● **Exercise**:
Could you please output all of the records exactly?

● **Listed entries**:
========

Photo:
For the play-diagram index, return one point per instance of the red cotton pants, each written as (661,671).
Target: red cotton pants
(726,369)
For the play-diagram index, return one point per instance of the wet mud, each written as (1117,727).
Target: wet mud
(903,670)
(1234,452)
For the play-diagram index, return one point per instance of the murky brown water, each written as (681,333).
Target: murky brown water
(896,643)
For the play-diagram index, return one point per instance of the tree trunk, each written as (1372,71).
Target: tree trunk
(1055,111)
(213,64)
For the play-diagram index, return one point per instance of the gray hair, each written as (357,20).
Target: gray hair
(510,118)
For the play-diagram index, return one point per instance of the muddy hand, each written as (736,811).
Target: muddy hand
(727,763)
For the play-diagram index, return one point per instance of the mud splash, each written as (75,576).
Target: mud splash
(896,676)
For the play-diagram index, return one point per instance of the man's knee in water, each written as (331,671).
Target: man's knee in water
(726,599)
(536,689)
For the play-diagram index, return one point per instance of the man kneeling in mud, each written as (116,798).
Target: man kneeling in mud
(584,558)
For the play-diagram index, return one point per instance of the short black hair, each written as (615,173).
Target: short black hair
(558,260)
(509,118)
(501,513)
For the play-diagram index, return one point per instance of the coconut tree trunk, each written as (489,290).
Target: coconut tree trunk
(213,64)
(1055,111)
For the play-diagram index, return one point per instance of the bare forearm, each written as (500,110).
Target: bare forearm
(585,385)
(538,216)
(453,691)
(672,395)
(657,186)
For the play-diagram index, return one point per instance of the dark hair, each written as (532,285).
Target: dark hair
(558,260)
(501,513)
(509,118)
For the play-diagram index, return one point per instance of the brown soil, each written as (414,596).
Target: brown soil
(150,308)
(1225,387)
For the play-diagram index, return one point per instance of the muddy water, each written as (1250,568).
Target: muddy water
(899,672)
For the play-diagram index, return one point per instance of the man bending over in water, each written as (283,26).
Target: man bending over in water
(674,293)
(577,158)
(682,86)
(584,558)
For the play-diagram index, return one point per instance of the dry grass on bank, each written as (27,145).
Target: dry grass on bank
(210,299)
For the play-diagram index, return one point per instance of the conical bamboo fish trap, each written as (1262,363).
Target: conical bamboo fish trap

========

● **Final answer**:
Photo:
For the play-diagram index, return one point per instance of the red cotton pants, each written as (661,671).
Target: red cotton pants
(726,369)
For the play-diagram index, return one point per instance of the wet mud, each written as (1117,727).
Target: wet mud
(903,670)
(1234,452)
For the play-diagram index, return one point per instance of the murky brown water, each written as (681,333).
Target: murky brown water
(896,643)
For the play-diagram index, return one point per instance of the tree trunk, each written as (1372,71).
Target: tree trunk
(1055,111)
(213,64)
For the play-diagram index, return one point per instance of the gray hair, each written as (357,20).
Target: gray hair
(510,118)
For the play-diagram index, return one point per instance of the muddy hand, each written as (736,811).
Target: muddy hand
(727,763)
For the play-diagram index, return one point per instance of the mud splash, each written as (75,576).
Target: mud splash
(896,676)
For the play-diagram index, return one point per instance of the man's knee in water, each written as (331,671).
Target: man's knee in water
(726,599)
(536,689)
For the play-diagram index, return one point per instance of the man kneeling in mud, each written as (116,798).
Target: man kneeling in mud
(584,558)
For the play-diagram index, return one point per instance of the short black hair, each written as (615,173).
Target: short black hair
(558,260)
(509,118)
(501,513)
For the play-diagram index, return one point per instance of the coconut tree trunk, each written as (489,290).
Target: coconut tree trunk
(213,64)
(1055,111)
For the play-diagram index, return one point per instance of the bare forearm, each written as (500,110).
Target: bare forearm
(585,385)
(538,216)
(453,691)
(672,395)
(657,186)
For the play-diagram index, return one point per instance of the dark hair, each written as (532,285).
Target: dark hair
(558,260)
(501,513)
(509,118)
For the play-diagram index, return one point per instance of the brown soil, each written as (414,596).
Target: brown soil
(150,308)
(1225,387)
For the play-diagram index, return one point per instance of the muddy water, each written as (1250,568).
Target: muddy water
(899,672)
For the play-diagram index, return one point per instance of the man bending over in water, each written as (283,26).
Target: man bending over in water
(674,293)
(577,158)
(682,86)
(584,558)
For the play-diagram index, return one point per instance of the dry grass on bank, each written as (27,145).
Target: dry grass on bank
(210,299)
For the play-diagram index, return one point per instance of the conical bamboo fish trap, each written as (1262,363).
Target: conical bamboo fish trap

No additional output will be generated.